Material supplied:
================================
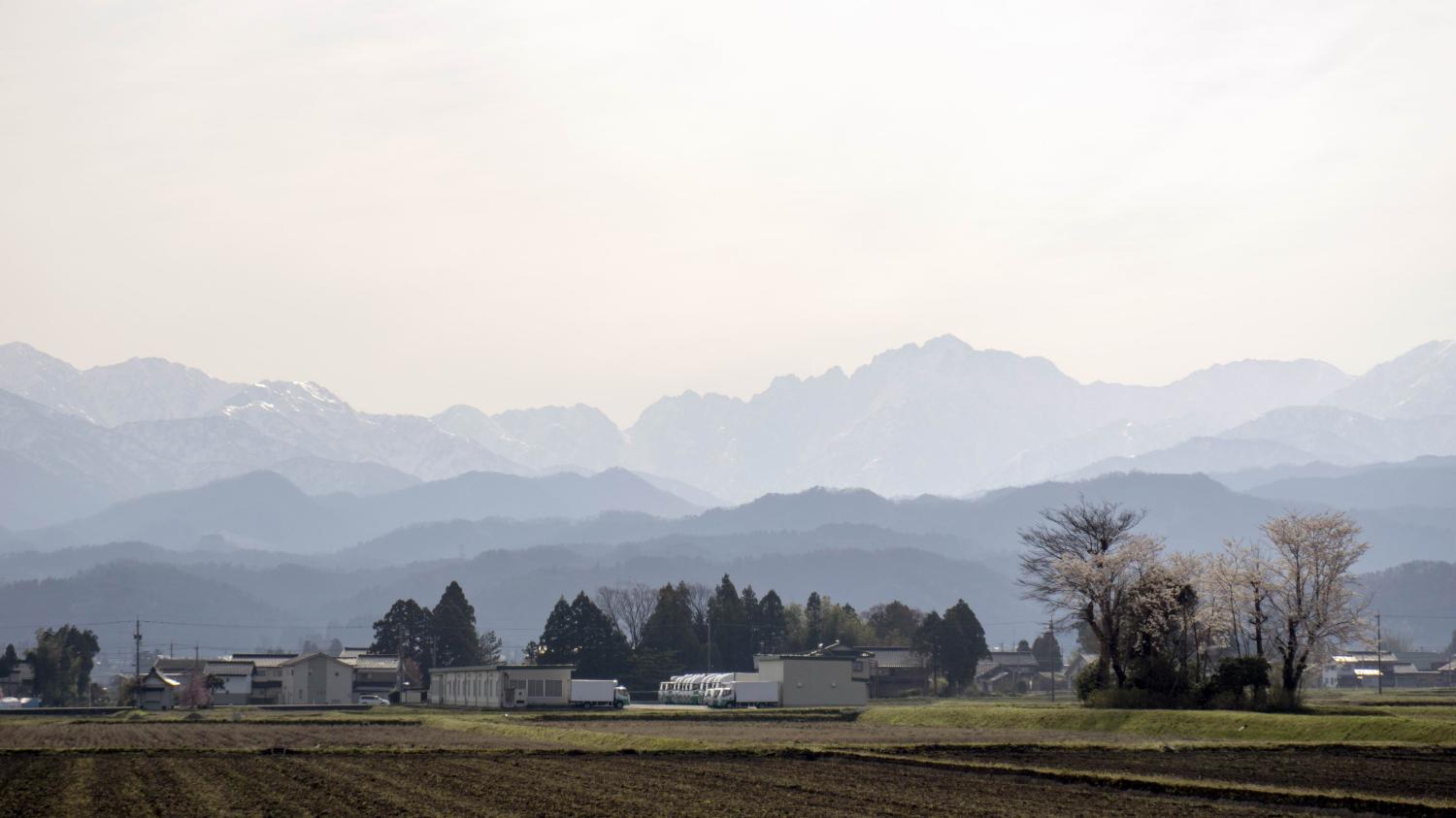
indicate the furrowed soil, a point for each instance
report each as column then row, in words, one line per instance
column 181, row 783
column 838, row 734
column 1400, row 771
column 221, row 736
================================
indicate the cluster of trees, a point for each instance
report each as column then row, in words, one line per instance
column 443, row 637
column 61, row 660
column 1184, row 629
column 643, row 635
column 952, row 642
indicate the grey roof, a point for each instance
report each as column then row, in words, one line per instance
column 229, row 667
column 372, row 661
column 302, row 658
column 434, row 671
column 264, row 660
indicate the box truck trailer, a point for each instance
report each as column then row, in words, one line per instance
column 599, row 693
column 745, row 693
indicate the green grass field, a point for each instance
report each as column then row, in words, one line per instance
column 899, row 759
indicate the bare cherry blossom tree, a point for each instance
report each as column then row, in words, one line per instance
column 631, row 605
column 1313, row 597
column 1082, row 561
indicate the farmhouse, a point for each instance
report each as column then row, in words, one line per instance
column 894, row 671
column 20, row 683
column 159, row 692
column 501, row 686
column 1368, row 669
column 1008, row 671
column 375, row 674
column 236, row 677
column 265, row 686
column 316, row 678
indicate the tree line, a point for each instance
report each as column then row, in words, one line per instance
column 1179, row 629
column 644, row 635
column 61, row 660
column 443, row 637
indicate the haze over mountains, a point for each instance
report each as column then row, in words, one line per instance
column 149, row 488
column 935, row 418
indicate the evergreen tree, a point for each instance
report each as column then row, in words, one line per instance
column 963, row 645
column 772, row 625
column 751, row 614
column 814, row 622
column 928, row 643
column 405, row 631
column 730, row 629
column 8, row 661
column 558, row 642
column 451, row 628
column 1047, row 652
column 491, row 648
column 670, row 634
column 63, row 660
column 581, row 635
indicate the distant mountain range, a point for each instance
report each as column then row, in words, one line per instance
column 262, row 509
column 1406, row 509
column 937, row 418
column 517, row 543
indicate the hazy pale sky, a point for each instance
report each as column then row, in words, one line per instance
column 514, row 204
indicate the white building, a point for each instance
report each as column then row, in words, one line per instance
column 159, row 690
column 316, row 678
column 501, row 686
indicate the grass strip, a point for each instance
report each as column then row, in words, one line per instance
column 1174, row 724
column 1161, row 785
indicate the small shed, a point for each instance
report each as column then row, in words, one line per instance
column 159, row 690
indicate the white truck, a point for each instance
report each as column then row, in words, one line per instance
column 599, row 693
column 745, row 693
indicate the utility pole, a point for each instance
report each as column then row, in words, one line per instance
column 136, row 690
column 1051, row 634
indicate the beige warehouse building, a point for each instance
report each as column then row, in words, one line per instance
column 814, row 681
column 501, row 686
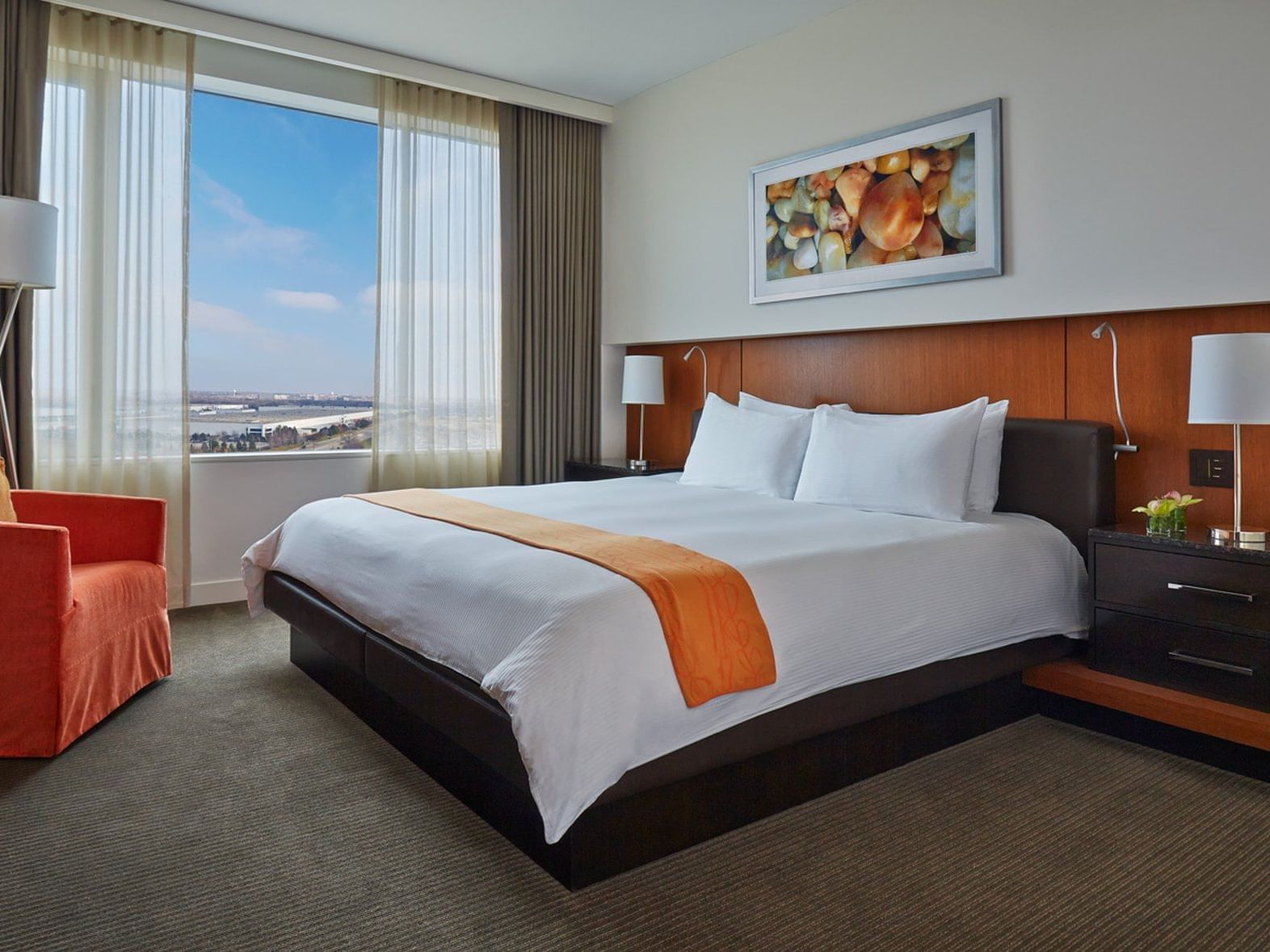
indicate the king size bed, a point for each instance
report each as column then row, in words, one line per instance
================================
The problem:
Pull out each line of the listing that holds the string "building".

Answer space:
indicate the white building, a point for each instance
indicate the beige warehouse building, a point for each instance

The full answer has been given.